■ **Source information**
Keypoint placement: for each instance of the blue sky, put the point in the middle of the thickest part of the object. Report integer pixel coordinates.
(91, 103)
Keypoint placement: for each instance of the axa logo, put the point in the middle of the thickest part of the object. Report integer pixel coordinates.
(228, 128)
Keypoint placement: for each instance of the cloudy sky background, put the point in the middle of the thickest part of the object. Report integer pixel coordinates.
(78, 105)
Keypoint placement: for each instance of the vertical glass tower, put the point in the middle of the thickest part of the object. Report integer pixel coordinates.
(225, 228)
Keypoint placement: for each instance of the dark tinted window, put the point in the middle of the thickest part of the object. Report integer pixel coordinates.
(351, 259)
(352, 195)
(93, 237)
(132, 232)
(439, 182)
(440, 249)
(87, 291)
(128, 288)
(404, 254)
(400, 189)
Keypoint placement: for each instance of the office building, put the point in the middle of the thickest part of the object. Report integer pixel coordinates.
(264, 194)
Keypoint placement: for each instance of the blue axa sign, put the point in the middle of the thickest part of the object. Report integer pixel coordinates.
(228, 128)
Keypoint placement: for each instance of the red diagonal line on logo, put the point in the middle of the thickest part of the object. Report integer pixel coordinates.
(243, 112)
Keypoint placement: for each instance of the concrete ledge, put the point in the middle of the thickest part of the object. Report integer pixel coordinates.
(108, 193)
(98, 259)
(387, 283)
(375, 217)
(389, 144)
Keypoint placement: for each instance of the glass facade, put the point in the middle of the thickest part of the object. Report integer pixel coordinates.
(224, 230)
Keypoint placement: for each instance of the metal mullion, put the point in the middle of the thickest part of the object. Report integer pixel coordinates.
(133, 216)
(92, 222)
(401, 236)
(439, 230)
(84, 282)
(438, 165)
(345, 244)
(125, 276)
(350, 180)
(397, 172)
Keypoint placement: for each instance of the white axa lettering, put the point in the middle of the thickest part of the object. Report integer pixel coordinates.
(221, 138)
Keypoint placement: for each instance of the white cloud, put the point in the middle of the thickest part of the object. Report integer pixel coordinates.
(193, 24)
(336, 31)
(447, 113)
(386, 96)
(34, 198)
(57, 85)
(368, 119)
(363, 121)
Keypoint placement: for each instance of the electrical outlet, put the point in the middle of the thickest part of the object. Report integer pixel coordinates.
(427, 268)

==

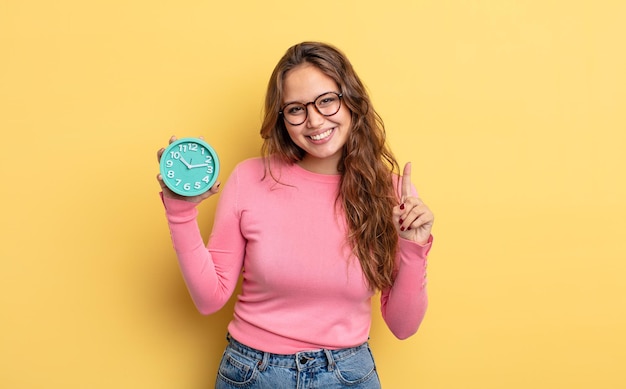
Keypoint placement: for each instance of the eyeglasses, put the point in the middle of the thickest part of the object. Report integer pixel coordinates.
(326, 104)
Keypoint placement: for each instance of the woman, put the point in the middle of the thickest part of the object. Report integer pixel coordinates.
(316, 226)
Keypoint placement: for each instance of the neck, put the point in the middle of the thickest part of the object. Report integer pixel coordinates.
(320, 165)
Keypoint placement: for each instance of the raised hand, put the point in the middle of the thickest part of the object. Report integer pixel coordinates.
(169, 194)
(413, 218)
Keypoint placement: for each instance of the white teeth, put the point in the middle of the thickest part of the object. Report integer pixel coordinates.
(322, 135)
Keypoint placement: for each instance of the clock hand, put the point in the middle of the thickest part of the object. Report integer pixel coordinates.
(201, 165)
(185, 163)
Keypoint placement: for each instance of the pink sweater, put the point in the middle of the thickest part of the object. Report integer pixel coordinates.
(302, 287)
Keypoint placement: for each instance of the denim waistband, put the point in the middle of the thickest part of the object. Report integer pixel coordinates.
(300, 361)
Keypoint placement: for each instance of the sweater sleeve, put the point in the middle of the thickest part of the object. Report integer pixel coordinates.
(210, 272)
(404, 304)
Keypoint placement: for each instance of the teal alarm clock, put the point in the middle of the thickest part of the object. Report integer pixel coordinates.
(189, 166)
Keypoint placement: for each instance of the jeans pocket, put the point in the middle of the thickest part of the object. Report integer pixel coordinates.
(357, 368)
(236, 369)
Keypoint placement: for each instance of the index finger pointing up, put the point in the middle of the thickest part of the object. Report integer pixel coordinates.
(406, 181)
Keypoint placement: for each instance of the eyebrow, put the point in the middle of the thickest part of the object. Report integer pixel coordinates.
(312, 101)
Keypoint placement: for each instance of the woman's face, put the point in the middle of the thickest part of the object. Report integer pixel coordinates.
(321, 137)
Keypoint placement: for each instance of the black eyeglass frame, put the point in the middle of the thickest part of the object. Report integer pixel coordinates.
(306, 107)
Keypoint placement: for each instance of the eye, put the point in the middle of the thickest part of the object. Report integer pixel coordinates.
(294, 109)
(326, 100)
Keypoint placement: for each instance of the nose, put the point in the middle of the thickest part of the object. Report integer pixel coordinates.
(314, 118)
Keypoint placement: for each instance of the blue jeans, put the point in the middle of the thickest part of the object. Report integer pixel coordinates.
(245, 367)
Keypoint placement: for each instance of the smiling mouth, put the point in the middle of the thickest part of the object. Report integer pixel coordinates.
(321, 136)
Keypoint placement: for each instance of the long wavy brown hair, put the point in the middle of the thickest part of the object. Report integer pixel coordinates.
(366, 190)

---

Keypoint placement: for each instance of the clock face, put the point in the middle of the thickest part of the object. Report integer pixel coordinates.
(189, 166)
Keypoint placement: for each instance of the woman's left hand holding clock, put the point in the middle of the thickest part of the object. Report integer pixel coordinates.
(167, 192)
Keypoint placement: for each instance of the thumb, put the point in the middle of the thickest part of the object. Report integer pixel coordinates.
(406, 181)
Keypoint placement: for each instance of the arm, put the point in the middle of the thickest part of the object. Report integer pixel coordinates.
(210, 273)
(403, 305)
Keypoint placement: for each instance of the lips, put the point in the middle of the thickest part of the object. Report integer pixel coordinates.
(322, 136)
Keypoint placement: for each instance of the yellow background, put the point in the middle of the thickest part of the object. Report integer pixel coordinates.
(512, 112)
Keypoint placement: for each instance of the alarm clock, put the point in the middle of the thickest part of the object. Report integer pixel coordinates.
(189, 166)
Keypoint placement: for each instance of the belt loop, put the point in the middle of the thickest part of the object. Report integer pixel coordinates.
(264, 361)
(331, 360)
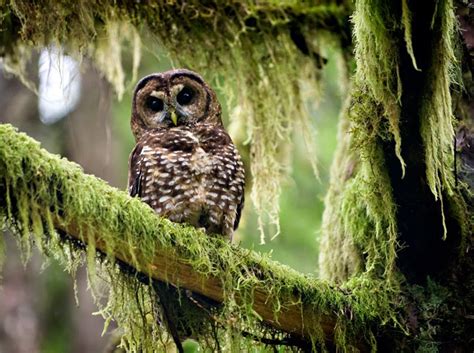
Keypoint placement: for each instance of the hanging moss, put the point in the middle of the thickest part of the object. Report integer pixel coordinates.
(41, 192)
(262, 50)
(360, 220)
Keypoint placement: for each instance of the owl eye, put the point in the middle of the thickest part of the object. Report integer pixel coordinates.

■ **Problem to work on**
Using the records above, set down exactly the lines from the one with "Keypoint placement: for each instance of the hanging" through the one with "Keypoint placement: for each instance of the owl", inclusive, and nothing more.

■ **Solution to the problem**
Keypoint placement: for each instance of the hanging moss, put the point in the middle of the thickest part of the object. Report integer pixel coordinates.
(41, 192)
(262, 50)
(360, 220)
Keypoint placement: for each instance of the owl eye, put the point in the middle of the thickest part of the object. Report integer pixel coordinates.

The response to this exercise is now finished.